◆ DATASET EXCERPTS:
================
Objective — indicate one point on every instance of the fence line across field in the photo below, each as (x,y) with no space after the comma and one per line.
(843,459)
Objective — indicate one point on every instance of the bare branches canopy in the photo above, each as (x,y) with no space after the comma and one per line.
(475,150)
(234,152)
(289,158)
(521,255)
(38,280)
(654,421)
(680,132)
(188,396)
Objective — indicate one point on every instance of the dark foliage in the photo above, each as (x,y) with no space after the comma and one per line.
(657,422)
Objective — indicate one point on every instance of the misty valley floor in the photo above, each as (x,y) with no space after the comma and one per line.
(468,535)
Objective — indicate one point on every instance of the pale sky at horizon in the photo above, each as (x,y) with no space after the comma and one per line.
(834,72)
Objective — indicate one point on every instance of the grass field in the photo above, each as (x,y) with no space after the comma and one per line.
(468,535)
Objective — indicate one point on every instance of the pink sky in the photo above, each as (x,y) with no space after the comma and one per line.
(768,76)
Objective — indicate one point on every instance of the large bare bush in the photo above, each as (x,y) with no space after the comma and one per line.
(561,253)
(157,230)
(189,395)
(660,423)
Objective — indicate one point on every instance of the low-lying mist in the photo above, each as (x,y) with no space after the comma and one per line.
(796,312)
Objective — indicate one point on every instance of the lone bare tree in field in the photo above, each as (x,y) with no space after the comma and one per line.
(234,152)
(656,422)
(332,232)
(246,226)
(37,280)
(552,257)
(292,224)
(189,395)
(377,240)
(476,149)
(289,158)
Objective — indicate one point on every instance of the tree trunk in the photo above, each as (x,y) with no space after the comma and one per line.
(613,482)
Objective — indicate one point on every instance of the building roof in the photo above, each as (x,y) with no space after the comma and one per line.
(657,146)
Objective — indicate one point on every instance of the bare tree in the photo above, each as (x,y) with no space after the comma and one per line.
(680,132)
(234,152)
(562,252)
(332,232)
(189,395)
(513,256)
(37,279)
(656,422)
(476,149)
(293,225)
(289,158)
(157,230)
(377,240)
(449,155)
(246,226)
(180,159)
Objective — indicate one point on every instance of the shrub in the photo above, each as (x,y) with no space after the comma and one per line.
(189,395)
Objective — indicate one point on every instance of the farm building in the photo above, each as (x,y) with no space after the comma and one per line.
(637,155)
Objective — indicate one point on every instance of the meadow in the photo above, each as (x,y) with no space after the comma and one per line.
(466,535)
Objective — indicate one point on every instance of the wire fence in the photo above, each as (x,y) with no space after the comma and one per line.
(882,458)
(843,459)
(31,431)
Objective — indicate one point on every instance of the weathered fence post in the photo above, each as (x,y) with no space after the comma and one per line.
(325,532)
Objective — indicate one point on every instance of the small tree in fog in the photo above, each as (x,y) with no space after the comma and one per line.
================
◆ SET PROBLEM: Copy out the records word for word, starting with the line that contains "Objective — indicate one point on every instance of the meadow" and going on through the last line of the records.

◆ OUTPUT FOR THIS EXERCISE:
Objective — indicate one point on every instance of the meadow in the photo above, each as (x,y) with no space after the comma and one per line.
(466,535)
Objective — indicate one point on every instance of the wire fence in the photo above, each as (x,y) with no space after the comma and one per line.
(882,458)
(843,459)
(31,431)
Objective — indicate one point on every instance of the weathered fence post in the photo above, each as (x,y) with no space after the comma and one per line.
(325,532)
Objective — indicate one point on every instance of the small tree in fog in the photo above, each as (x,y) with no space after the comma and one per line.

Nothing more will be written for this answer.